__Given instruction__
Could you print every record below exactly as it appears?

__Information given__

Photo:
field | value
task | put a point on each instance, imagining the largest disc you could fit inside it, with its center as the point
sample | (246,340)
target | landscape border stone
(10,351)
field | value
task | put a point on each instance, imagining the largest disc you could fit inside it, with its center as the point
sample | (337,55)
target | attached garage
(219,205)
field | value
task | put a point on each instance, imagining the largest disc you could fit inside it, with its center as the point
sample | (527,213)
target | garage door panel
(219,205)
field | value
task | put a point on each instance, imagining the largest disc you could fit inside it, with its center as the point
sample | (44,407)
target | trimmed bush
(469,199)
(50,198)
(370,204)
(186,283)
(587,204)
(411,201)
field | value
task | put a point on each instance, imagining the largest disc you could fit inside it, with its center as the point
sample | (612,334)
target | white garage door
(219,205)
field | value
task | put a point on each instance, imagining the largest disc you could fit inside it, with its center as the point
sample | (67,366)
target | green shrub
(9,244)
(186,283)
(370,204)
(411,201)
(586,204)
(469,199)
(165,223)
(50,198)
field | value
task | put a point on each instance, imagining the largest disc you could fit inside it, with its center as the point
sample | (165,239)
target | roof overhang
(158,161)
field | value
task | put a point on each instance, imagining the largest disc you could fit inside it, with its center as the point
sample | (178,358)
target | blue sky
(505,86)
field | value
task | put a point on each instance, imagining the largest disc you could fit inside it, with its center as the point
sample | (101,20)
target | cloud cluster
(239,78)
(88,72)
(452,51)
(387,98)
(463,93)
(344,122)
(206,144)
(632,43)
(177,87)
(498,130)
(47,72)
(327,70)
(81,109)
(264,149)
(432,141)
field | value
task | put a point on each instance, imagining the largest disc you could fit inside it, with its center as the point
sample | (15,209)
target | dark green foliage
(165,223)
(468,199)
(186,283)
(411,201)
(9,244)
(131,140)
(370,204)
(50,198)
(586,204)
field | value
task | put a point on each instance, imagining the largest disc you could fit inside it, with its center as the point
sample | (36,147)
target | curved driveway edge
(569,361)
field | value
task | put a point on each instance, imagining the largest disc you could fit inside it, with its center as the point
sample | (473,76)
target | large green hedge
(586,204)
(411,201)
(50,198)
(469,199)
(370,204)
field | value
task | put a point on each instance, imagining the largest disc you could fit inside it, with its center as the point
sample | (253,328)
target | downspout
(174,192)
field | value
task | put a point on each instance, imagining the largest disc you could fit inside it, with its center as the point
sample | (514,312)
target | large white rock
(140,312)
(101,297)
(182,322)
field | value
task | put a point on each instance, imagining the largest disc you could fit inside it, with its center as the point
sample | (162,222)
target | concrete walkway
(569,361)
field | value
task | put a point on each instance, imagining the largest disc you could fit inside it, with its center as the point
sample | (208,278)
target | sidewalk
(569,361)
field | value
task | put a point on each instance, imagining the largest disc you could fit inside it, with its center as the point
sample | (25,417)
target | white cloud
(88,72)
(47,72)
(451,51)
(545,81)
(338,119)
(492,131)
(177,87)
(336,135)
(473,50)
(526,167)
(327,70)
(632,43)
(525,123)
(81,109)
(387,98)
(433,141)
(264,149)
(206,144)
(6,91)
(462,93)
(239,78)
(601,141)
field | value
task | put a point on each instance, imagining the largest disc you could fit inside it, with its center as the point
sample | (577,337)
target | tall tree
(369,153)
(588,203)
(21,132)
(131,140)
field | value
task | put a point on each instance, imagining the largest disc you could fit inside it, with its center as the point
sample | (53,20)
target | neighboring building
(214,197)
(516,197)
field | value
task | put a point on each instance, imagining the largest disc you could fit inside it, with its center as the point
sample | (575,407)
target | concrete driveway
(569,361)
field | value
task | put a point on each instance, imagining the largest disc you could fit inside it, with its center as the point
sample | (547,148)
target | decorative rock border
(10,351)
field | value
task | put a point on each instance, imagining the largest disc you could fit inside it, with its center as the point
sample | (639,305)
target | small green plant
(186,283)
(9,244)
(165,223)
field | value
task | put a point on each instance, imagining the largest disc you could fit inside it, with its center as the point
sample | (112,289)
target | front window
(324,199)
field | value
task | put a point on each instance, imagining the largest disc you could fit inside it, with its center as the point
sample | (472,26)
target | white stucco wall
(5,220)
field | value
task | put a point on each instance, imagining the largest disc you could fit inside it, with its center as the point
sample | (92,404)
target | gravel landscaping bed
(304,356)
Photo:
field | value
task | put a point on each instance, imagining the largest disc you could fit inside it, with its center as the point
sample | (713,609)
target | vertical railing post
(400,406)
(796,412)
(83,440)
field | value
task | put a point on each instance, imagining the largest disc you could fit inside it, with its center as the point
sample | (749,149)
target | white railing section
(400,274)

__Solution to the exercise__
Photo:
field | value
task | put a point on each instance, imagining the largest disc you could fit inside it, with its center as the point
sample | (246,340)
target | landscape border stone
(10,351)
field | value
task | put a point on each instance, imagining the largest disc you could fit inside it, with its center as the point
sample | (337,55)
target | attached garage
(219,205)
field | value
task | put a point on each instance, imagining the largest disc you could fit inside it, with its center as the point
sample | (527,213)
target | garage door panel
(219,205)
field | value
task | put a point on each instance, imagining the largest disc you could fit inside it, with its center as the point
sample | (44,407)
target | trimmed bush
(469,199)
(50,198)
(370,204)
(186,283)
(587,204)
(411,201)
field | value
task | put a point on each instance, imagining the largest disc you could fit inside it, with its center as the point
sample | (612,334)
target | white garage door
(219,205)
field | value
task | put a point on each instance, imagining the largest disc you could fit inside it, with its center as the point
sample | (67,366)
target | green shrub
(9,244)
(186,283)
(370,204)
(411,201)
(586,204)
(469,199)
(165,223)
(50,198)
field | value
task | put a point on each instance, imagining the largest disc you could fit inside it, with its center as the point
sample | (165,239)
target | roof overhang
(158,161)
field | value
task | put a point on each instance, imagining the largest disc you could fit inside it, with its center as the point
sample | (178,358)
target | blue sky
(505,86)
field | value
task | put a point on each instance, imagining the largest disc you could fit inside it, with its center as the point
sample | (101,20)
target | cloud cluster
(239,78)
(88,72)
(452,51)
(387,98)
(463,93)
(344,122)
(206,144)
(632,43)
(177,87)
(498,130)
(47,72)
(327,70)
(81,109)
(264,149)
(432,141)
field | value
task | put a point on each instance, imagining the largest disc you could fit inside it, with its center as the point
sample | (15,209)
target | dark green foliage
(165,223)
(468,199)
(186,283)
(411,201)
(9,244)
(131,140)
(370,204)
(50,198)
(586,204)
field | value
task | put a point on each instance, imagining the largest disc you could fit inside it, with its center as the point
sample | (36,147)
target | curved driveway edge
(569,361)
field | value
task | put a point on each instance, imagining the largest disc you could fit inside it, with its center as the point
sample | (473,76)
target | large green hedge
(586,204)
(411,201)
(50,198)
(469,199)
(370,204)
field | value
task | put a point on each instance, imagining the largest disc you could fit inside it, with its center as the point
sample | (253,328)
target | downspout
(174,192)
field | value
task | put a point on each instance, imagining the largest disc you could fit inside it, with its center as the point
sample | (514,312)
target | large white rock
(140,312)
(101,297)
(182,322)
field | value
task | put a point on each instance, imagining the largest disc you could fit inside it, with its center as the point
sample | (162,222)
target | concrete walkway
(569,361)
field | value
task | put a point on each instance, imagining the largest disc you could fit inside it, with its center as the point
sample | (208,278)
target | sidewalk
(569,361)
field | value
task | put a point on each instance, imagining the largest disc you could fit inside it, with its center as the point
sample | (25,417)
target | white cloud
(88,72)
(47,72)
(451,51)
(545,81)
(338,119)
(492,131)
(177,87)
(336,135)
(473,50)
(526,167)
(327,70)
(632,43)
(525,123)
(81,109)
(387,98)
(433,141)
(264,149)
(206,144)
(6,91)
(462,93)
(239,78)
(601,141)
field | value
task | put a point on each instance, imagining the largest disc you could fit inside it, with its center as the point
sample | (577,337)
target | tall tree
(369,153)
(588,203)
(21,132)
(131,140)
field | value
task | put a point on each instance, imagining the largest disc you could fit inside it, with its center as the point
sample | (53,20)
target | neighboring building
(214,197)
(516,197)
field | value
task | put a point on each instance, imagining the largest disc you could fit inside it, with its center as the point
sample | (575,407)
target | concrete driveway
(569,361)
field | value
task | put a point on each instance, imagining the largest disc you could fit inside it, with its center as the point
sample | (547,148)
target | decorative rock border
(10,351)
field | value
task | put a point on each instance, imagining the largest disc you could fit inside it, with its center as the point
sample | (639,305)
target | small green plant
(186,283)
(9,244)
(165,223)
field | value
task | put a point on each instance, imagining the largest disc you could fit inside it, with its center as the point
sample | (112,289)
target | front window
(324,199)
field | value
task | put a point on each instance, imagining the largest disc you could fit inside it, with its center as the point
sample | (472,26)
target | white stucco wall
(5,220)
field | value
task | put a point on each instance, imagining the largest disc you could fit inside it, with its center as the point
sample | (92,404)
target | gravel landscaping bed
(304,356)
Photo:
field | value
task | put a point on each instance, imagining the largest disc you could fit inside it, with its center as the point
sample | (713,609)
target | vertical railing post
(400,406)
(796,412)
(83,440)
field | value
task | put a point on each instance, imagining the largest disc you could fit inside it, with its center as the point
sample | (749,149)
target | white railing section
(400,274)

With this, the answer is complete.